● WHAT IS EXPECTED: Type out the records again, exactly as they are.

● SOURCE DATA:

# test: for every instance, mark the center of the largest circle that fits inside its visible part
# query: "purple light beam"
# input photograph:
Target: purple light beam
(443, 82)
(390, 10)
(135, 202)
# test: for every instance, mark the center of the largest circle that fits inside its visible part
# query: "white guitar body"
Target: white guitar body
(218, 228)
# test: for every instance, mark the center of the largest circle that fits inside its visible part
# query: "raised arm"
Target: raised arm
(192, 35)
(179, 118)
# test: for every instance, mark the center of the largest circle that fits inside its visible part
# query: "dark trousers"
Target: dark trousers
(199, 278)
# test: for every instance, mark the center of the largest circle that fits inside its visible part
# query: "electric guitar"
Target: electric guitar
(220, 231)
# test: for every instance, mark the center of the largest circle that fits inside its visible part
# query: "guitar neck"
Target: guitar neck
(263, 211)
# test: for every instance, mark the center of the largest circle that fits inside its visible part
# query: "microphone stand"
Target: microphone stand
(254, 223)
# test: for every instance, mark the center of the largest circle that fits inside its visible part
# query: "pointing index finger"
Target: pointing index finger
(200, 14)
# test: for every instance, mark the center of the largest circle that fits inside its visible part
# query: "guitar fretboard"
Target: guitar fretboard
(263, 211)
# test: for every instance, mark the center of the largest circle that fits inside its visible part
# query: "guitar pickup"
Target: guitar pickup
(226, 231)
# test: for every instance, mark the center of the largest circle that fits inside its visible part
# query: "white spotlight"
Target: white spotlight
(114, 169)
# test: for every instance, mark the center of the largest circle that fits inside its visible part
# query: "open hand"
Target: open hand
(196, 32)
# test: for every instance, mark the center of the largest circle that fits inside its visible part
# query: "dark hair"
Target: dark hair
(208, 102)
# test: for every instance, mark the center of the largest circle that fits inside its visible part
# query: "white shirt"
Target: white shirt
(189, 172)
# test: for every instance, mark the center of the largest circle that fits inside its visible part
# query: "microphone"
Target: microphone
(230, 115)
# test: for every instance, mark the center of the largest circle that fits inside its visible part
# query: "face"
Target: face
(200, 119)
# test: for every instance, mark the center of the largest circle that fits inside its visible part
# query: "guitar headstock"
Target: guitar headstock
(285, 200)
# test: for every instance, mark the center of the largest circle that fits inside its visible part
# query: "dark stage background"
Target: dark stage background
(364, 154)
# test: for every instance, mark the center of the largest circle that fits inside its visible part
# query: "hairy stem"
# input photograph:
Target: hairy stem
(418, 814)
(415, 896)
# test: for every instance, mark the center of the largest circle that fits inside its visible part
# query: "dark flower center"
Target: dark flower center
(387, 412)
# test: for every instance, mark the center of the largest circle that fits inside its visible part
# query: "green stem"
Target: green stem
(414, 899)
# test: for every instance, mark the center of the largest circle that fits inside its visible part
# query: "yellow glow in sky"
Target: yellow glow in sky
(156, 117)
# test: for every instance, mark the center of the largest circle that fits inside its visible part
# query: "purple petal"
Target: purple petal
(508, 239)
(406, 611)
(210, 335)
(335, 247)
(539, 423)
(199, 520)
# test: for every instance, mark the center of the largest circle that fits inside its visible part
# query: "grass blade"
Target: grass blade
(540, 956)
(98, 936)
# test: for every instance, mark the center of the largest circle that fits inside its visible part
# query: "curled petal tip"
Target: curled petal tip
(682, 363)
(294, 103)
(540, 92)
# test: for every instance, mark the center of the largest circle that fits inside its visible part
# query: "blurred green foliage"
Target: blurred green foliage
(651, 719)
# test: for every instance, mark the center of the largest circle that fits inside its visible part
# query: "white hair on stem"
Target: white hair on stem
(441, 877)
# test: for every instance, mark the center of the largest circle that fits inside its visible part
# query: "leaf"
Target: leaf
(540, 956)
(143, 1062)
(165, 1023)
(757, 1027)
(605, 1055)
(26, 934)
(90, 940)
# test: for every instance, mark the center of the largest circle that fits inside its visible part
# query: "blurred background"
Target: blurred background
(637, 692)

● TASK OUTPUT:
# test: for every instance, mark the center of the largest circle that fits inside its visible part
# query: "purple light beam"
# input photograph:
Target: purple light beam
(443, 82)
(390, 10)
(135, 202)
# test: for every instance, mark the center of the largest circle that fits inside its visible part
# query: "white guitar body"
Target: white guitar body
(218, 228)
# test: for every instance, mark the center of the largest circle that fits inside its visible part
# query: "raised arm"
Target: raised arm
(192, 35)
(179, 118)
# test: for every instance, mark the center of the largest circle that fits inside its visible part
# query: "dark trousers"
Target: dark trousers
(199, 278)
# test: for every instance, mark the center of the largest circle that fits inside its visible part
# query: "electric guitar"
Target: electric guitar
(220, 231)
# test: for every instance, mark the center of the largest circle that fits inside its visible part
# query: "guitar neck"
Target: guitar neck
(263, 211)
# test: for every instance, mark the center of the largest circle that fits inside its visible part
# query: "microphone stand"
Target: microphone stand
(254, 223)
# test: for every instance, mark the center of the largest circle that fits inside its visible part
# query: "pointing index finger"
Target: pointing index finger
(200, 14)
# test: for every instance, mark the center of the largest circle that fits inside its visible part
# query: "guitar fretboard"
Target: guitar fretboard
(263, 211)
# test: for every instance, mark the center of the largest circle that fits inside its visible part
# query: "guitar pickup"
Target: guitar pickup
(226, 231)
# test: for every instance, mark the center of the largest circle that fits inside its visible part
# query: "white spotlight"
Target: white spotlight
(114, 169)
# test: for every instance, mark the center of the largest circle that fits inside its visible part
# query: "open hand"
Target: open hand
(196, 32)
# test: for every instance, mark the center of the largest circle that fits inside its visible part
# query: "dark hair"
Target: dark hair
(208, 102)
# test: for every instance, mark the center of the largest circle that fits inside its visible part
# query: "white shirt"
Target: white shirt
(189, 172)
# test: for every instance, mark the center of the largest circle that fits inside its visible part
# query: "microphone"
Target: microphone
(230, 115)
# test: for every instance, mark the center of the largest circle that fits inside its visible part
# query: "face"
Target: face
(200, 119)
# test: for every instance, mark the center of the largest circle that fits inside its visible part
# query: "guitar headstock"
Target: guitar headstock
(285, 200)
# test: for every instance, mark the center of the largest circle that fits inside its visible part
# query: "dark stage background"
Target: dark stage background
(364, 154)
# test: for every instance, mark the center of the largest circle that fits inside its visible part
# query: "hairy stem"
# input photograph:
Target: hairy stem
(418, 814)
(415, 896)
# test: for every instance, mark the center of the largest circle that fits inside its visible part
# query: "dark flower center"
Target: dark flower center
(387, 412)
# test: for every instance, mark the center of the largest circle that fits inside its visible part
# query: "green stem"
Target: green stem
(414, 899)
# test: for every instance, mark the center of the largest circle that fits inside its visible part
# query: "yellow glow in sky"
Target: yellow glow in sky
(156, 117)
# test: for every instance, mark the center of the largest circle that fits inside its visible part
# query: "purple petal"
Target: purple petal
(508, 239)
(406, 611)
(210, 335)
(335, 247)
(539, 423)
(199, 520)
# test: for every instance, mark the center of the largest circle that fits inside its visible part
# query: "grass blade"
Target: grass blade
(540, 956)
(98, 936)
# test: for every instance, mark the center of the largest circle that fits inside its visible part
# query: "curled petal tip"
Target: curled petal tip
(682, 363)
(294, 103)
(540, 92)
# test: for every instance, mark the center of the largest circle that fits inside its visible part
# query: "blurred green foliage"
Target: blurred green foliage
(651, 719)
# test: for every instance, mark the center of the largest circle that fits inside its visible part
# query: "white hair on stem"
Target: white hair on stem
(441, 877)
# test: for every instance, mark the center of the largest circle that fits inside its visible part
# query: "leaf"
Target: leaf
(540, 956)
(143, 1062)
(165, 1023)
(757, 1027)
(605, 1055)
(26, 934)
(90, 940)
# test: for every instance, mark the center of the largest circle that fits inside its visible part
# query: "blurred background"
Target: blurred background
(637, 692)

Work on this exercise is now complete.